Content starts
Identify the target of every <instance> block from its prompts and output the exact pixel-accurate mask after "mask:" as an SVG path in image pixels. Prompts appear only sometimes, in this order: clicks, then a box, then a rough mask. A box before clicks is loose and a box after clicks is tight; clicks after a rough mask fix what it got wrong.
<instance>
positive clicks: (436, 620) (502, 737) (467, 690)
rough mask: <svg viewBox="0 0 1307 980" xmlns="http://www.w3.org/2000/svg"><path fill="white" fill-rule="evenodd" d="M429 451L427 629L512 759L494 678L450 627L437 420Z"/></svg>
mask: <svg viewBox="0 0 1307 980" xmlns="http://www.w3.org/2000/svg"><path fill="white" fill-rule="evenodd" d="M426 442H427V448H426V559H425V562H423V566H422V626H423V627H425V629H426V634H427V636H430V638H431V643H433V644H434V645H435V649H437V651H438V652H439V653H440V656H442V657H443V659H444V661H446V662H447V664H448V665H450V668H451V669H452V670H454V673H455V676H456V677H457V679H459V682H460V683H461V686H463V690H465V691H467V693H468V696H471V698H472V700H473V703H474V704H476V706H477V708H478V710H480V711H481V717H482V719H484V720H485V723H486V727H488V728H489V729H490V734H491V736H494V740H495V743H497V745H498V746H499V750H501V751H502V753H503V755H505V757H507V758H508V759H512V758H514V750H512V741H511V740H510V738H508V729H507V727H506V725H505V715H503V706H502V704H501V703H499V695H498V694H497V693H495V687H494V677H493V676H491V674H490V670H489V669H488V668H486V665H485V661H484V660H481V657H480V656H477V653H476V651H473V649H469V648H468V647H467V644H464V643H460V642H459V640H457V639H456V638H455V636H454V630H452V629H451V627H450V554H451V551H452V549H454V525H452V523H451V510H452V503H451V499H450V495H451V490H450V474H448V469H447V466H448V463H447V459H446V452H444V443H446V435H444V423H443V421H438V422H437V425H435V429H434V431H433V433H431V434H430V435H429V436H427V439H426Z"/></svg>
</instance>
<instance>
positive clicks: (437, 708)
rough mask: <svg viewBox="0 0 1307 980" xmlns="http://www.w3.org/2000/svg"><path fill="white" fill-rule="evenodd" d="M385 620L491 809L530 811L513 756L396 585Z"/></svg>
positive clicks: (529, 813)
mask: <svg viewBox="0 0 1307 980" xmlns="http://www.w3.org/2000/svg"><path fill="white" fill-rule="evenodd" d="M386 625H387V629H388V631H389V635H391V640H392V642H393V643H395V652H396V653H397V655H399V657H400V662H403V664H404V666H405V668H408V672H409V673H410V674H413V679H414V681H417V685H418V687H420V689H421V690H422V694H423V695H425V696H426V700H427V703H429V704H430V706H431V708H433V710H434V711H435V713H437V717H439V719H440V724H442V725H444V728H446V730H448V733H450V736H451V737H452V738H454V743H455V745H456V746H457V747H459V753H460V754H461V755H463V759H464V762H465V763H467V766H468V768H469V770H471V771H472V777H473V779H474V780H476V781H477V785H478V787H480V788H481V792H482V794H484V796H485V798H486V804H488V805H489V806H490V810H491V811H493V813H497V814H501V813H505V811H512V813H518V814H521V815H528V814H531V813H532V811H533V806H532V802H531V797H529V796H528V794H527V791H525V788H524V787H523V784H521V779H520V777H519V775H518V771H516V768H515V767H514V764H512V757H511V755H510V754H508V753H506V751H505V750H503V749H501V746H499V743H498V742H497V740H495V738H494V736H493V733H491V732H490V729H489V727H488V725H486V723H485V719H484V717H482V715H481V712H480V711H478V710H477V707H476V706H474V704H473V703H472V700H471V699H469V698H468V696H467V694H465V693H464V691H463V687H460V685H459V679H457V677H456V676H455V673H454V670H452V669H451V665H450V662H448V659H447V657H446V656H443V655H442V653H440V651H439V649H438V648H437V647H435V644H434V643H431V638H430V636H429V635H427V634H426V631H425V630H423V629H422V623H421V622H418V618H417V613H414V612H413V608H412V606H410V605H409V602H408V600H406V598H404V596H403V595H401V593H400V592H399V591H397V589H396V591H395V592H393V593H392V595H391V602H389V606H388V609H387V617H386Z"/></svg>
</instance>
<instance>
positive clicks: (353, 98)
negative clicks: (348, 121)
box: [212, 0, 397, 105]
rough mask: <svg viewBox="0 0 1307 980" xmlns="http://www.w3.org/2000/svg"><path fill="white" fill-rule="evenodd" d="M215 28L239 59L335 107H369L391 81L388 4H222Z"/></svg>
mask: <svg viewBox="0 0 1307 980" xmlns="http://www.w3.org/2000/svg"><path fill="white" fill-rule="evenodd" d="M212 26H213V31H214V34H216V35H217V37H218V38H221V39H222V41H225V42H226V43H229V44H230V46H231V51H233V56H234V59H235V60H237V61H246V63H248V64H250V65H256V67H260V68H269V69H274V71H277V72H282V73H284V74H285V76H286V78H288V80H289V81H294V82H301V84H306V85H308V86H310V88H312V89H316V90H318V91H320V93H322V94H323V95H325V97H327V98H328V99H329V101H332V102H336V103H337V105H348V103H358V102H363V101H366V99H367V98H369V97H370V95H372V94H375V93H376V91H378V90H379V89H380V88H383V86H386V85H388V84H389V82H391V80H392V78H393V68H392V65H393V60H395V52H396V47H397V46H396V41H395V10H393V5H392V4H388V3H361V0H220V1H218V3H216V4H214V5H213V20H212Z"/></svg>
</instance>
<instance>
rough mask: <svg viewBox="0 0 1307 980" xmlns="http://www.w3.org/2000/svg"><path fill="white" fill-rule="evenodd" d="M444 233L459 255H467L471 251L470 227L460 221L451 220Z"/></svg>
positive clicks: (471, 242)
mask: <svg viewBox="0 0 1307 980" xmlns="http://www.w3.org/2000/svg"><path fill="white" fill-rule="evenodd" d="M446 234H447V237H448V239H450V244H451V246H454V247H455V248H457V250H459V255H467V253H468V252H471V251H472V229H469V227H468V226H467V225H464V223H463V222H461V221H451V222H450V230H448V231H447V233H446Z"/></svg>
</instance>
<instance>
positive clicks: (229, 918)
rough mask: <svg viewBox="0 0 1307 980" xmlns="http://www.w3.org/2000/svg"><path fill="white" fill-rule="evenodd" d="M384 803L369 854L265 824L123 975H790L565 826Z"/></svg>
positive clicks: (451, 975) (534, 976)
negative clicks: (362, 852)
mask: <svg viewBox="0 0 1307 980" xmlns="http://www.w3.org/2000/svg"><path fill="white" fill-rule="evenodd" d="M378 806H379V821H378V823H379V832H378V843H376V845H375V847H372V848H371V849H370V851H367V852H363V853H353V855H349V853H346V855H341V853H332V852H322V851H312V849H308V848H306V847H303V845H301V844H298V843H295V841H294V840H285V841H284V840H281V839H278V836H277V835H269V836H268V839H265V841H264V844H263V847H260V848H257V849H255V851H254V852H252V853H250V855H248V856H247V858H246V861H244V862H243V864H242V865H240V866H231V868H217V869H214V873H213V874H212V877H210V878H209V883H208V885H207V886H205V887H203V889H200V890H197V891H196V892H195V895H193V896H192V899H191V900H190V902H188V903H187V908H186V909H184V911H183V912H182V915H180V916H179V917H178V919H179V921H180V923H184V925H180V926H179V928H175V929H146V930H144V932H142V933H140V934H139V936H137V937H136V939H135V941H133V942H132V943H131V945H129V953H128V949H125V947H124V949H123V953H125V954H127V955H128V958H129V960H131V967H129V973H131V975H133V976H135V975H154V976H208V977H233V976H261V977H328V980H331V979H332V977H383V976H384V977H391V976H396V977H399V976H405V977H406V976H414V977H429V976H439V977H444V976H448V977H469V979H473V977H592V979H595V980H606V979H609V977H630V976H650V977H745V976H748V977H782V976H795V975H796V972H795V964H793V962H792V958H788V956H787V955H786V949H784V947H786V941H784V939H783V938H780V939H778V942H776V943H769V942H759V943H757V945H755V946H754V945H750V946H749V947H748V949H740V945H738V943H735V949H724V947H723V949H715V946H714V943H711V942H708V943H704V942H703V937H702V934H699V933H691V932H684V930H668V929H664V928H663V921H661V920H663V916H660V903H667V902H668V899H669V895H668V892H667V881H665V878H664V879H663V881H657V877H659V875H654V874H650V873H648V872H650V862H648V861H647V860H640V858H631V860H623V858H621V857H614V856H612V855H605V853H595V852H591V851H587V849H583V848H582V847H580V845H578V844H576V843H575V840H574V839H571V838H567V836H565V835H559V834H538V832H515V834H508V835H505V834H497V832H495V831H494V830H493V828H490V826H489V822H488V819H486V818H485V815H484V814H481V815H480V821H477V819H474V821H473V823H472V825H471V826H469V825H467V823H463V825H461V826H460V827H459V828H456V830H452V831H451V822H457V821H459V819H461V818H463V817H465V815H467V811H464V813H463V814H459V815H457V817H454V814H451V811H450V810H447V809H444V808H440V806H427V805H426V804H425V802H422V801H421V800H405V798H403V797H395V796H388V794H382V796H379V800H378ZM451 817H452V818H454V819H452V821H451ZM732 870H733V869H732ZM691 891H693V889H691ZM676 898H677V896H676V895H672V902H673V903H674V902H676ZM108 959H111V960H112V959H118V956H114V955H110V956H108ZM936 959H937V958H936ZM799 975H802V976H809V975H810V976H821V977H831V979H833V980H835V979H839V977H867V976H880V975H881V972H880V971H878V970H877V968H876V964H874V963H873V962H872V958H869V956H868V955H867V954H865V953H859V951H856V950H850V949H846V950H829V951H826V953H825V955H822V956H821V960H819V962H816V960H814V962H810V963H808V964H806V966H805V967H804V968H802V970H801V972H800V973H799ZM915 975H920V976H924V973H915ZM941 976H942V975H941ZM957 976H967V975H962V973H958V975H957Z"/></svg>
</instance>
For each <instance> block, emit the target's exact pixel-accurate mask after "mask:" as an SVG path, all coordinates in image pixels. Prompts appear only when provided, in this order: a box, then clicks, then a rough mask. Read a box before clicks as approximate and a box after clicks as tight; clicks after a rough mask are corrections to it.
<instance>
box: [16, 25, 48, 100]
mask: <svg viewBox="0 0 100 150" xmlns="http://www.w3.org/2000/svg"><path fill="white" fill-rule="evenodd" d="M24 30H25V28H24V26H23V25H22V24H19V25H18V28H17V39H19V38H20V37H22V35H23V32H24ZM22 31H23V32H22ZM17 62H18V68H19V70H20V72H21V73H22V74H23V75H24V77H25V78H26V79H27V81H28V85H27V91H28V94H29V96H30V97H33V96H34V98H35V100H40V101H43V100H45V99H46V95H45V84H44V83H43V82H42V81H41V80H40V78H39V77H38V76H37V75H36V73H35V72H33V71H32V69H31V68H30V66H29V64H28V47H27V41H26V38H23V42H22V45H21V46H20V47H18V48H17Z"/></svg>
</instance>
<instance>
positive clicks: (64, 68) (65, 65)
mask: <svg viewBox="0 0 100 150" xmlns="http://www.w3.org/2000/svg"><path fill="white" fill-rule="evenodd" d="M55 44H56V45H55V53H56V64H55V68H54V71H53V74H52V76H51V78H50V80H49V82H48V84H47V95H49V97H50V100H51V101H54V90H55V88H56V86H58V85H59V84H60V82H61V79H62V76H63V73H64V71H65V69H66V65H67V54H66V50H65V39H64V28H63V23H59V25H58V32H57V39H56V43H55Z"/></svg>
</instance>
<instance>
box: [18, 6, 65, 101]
Content ends
→ **Instructions to follow**:
Retype the records from their first line through the line that contains "451L427 629L512 759L494", copying each line without any change.

→ **Output of the task**:
Identify the target of every <instance> block from its prompts and output the exact pixel-accurate mask after "mask:" as an SVG path in image pixels. Prompts appear only sometimes, in this order: clicks, then a box, then a rough mask. A box before clicks is loose and a box after clicks is tight; clicks after a rough mask fix what it got wrong.
<instance>
positive clicks: (436, 620) (502, 737) (467, 690)
rough mask: <svg viewBox="0 0 1307 980" xmlns="http://www.w3.org/2000/svg"><path fill="white" fill-rule="evenodd" d="M429 451L427 629L512 759L494 678L450 627L437 420Z"/></svg>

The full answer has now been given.